- **Source excerpt**:
================
NBA Teams Benching Stars Highlights a Problem: The NBA Regular Season Doesn't Matter
By Ty Duffy

The NBA’s hottest trend is shelving star players for regular season games. Resting players to keep them fresh is sound competitive strategy. But, it’s also terrible for the entertainment product, especially when said games are aired nationally.
Adding an extra week to the schedule for more days off is the NBA’s half (or quarter) measure to address the overworked player problem. The simple, effective solution – scheduling fewer regular season games – would be unpalatable to owners who want the home game revenue.
This controversy, however, hits a much bigger issue than player odometers. Teams benching star players eliminates even the last flimsy pretense that NBA regular season games matter. The uncomfortable truth is they don’t, which is a problem when your business is selling regular season games to television networks.
Every league has a playoff/regular season balance conundrum. Expanding the playoff makes the regular season less consequential. The NBA playoffs provide a second, very compelling season which is awesome. But, it dramatically undercuts the preliminary competition.
More than half the NBA teams (16/30) reach the playoffs. If the season were to end today, three (Bucks, Pistons, Nuggets) would qualify with losing records. It’s hard to foresee a scenario where a good team would actually miss the playoffs short of a devastating injury. During the NBA regular season there just is not much at stake.
================
- **Data excerpts**:
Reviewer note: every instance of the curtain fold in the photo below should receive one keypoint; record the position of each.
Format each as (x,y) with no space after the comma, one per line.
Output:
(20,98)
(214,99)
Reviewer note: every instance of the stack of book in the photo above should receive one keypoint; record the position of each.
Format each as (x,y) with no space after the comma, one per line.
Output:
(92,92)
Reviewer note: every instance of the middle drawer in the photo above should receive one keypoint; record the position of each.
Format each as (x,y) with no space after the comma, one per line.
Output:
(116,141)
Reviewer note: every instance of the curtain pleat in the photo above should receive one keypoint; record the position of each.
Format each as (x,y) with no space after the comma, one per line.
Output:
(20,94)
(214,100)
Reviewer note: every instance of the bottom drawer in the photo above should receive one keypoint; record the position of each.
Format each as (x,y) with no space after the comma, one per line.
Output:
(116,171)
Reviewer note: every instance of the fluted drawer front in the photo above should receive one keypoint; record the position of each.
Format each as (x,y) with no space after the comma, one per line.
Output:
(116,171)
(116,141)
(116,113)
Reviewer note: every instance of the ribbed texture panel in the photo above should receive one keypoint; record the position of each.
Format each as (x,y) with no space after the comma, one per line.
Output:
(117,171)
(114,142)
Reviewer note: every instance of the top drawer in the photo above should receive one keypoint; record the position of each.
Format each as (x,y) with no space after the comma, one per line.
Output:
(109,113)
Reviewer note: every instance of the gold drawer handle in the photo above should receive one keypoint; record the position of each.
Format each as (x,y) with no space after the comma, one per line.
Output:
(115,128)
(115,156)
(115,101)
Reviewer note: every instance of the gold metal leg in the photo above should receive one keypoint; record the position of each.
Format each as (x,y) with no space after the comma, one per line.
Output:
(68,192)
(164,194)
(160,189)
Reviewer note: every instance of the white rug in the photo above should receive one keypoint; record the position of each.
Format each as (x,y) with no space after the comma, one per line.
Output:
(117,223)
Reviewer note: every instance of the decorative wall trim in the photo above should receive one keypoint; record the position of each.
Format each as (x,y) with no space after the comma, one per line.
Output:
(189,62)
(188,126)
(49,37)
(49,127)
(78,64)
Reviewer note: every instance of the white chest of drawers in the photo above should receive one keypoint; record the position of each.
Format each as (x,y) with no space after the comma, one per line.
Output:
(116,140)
================
- **Exercise**:
Name the NBA teams that the article on benching star players says would reach the playoffs with losing records if the season ended today.

- **Correct answer**:
Bucks, Pistons, Nuggets